GIVEN REQUEST 1 -> Output the passage of the forum thread on char arrays and pointers from "movq %rdx, -24(%rbp)" up to and including "movq %rax, -48(%rbp)", copied word for word.
— Start EXTRACT —
What is the difference between char s[] and char *s?
(14 answers)
Closed 5 years ago.
I try to google this topic, but no one can explain clear. I try the below code:
#include <stdio.h>
#include <stdlib.h>
#include <string.h>
int main(int argc, char * argv[]){
char * p1 = "dddddd";
const char * p2 = "dddddd";
char p3[] = "dddddd";
char * p4 =(char*)malloc(sizeof("dddddd")+1);
strcpy(p4, "dddddd");
//*(p1+2) = 'b'; // test_1
//Output >> Bus error: 10
// *(p2+2) = 'b'; // test_2
// Output >> char_point.c:11:13: error: read-only variable is not assignable
*(p3+2) = 'b'; // test_3
// Output >>
//d
//dddddd
//dddddd
//ddbddd
*(p4+2) = 'k'; // test_4
// Output >>
//d
//dddddd
//dddddd
//ddbddd
//ddkddd
printf("%c\n", *(p1+2));
printf("%s\n", p1);
printf("%s\n", p2);
printf("%s\n", p3);
printf("%s\n", p4);
return 0;
}
I have try 3 tests, but only the test_3 and test_4 can pass. I know const char *p2 is read only, because it's a constant value! but i don't know why p1 can't be modified! which section of memory it's layout? BTW, I compile it on my Mac with GCC.
I try to compile it to dis-asm it by gcc -S, I got this.
.section __TEXT,__text,regular,pure_instructions
.macosx_version_min 10, 13
.globl _main
.p2align 4, 0x90
_main: ## #main
.cfi_startproc
## BB#0:
pushq %rbp
Lcfi0:
.cfi_def_cfa_offset 16
Lcfi1:
.cfi_offset %rbp, -16
movq %rsp, %rbp
Lcfi2:
.cfi_def_cfa_register %rbp
subq $48, %rsp
movl $8, %eax
movl %eax, %ecx
leaq L_.str(%rip), %rdx
movl $0, -4(%rbp)
movl %edi, -8(%rbp)
movq %rsi, -16(%rbp)
movq %rdx, -24(%rbp)
movq %rdx, -32(%rbp)
movl L_main.p3(%rip), %eax
movl %eax, -39(%rbp)
movw L_main.p3+4(%rip), %r8w
movw %r8w, -35(%rbp)
movb L_main.p3+6(%rip), %r9b
movb %r9b, -33(%rbp)
movq %rcx, %rdi
callq _malloc
xorl %r10d, %r10d
movq %rax, -48(%rbp)
movl %r10d, %eax
addq $48, %rsp
popq %rbp
retq
.cfi_endproc
.section __TEXT,__cstring,cstring_literals
L_.str: ## #.str
.asciz "dddddd"
L_main.p3: ## #main.p3
.asciz "dddddd"
.subsections_via_symbols
I want to know every pointer what i declaration, which section is it?

"Why p1 can't be modified?"
Roughly speaking, p1 points to a string literal, and attempts to modify string literals cause undefined behavior in C.
— End EXTRACT —
— Start INFORMATION SHOWN —
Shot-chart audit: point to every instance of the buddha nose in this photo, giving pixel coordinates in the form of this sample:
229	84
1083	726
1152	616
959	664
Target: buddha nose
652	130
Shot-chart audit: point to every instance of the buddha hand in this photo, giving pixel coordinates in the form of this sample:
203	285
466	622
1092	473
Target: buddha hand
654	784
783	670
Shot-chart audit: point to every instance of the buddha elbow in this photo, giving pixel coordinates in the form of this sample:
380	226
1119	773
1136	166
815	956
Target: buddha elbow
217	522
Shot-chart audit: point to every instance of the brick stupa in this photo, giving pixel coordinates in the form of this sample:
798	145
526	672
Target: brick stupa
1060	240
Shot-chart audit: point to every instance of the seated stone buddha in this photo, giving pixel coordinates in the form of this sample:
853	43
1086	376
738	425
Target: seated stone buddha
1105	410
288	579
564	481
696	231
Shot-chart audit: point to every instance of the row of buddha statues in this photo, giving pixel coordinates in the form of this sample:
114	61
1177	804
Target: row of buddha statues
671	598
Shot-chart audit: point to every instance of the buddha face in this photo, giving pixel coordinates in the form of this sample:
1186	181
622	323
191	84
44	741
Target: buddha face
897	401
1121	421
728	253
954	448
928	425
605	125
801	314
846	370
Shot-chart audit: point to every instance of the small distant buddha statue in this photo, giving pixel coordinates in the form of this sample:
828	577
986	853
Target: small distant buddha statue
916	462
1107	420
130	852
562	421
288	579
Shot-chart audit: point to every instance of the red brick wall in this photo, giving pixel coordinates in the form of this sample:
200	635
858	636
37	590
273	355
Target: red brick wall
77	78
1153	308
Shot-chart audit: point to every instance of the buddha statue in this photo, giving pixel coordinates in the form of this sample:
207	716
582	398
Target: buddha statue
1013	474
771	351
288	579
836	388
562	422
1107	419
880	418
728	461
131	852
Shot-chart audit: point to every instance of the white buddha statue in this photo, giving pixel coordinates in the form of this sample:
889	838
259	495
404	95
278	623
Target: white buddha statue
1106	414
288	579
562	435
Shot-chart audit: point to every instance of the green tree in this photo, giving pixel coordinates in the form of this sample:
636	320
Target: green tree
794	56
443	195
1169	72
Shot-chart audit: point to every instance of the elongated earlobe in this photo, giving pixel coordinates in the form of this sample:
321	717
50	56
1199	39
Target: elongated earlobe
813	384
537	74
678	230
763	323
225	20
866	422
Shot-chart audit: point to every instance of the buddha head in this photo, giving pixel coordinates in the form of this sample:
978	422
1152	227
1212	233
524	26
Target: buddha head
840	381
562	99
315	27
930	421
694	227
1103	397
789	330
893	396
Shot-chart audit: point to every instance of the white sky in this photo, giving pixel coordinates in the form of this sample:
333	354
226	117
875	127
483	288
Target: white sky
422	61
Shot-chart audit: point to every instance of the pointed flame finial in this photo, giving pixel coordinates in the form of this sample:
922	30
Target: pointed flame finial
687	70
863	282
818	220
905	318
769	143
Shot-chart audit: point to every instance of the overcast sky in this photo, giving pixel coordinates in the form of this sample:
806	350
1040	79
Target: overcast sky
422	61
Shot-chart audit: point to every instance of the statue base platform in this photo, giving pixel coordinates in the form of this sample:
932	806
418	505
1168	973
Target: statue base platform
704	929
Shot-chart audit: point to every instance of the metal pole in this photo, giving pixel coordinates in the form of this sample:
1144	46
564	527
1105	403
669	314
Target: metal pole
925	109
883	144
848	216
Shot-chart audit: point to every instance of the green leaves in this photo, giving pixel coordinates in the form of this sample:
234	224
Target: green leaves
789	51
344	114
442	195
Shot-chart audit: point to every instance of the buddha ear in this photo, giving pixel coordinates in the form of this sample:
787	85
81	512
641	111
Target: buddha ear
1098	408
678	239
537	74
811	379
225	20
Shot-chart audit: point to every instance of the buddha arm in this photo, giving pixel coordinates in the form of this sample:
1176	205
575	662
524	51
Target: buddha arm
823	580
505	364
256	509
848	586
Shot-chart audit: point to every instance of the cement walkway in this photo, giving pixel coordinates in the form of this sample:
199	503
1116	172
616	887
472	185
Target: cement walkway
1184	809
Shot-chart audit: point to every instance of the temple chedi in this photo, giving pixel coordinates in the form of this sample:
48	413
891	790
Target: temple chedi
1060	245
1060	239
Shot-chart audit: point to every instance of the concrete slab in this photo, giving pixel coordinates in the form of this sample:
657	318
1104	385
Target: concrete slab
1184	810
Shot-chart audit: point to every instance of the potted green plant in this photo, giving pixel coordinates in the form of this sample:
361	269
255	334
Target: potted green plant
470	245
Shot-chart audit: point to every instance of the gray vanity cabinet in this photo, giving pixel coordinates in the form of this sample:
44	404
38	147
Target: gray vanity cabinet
— End INFORMATION SHOWN —
GIVEN REQUEST 2 -> Pull out every line of the entries that contains the string "finial", matching case exactly.

REPLY 1 ->
movq %rdx, -24(%rbp)
movq %rdx, -32(%rbp)
movl L_main.p3(%rip), %eax
movl %eax, -39(%rbp)
movw L_main.p3+4(%rip), %r8w
movw %r8w, -35(%rbp)
movb L_main.p3+6(%rip), %r9b
movb %r9b, -33(%rbp)
movq %rcx, %rdi
callq _malloc
xorl %r10d, %r10d
movq %rax, -48(%rbp)

REPLY 2 ->
Shot-chart audit: point to every instance of the pointed flame finial in this photo, giving pixel coordinates in the form of this sample:
Target: pointed flame finial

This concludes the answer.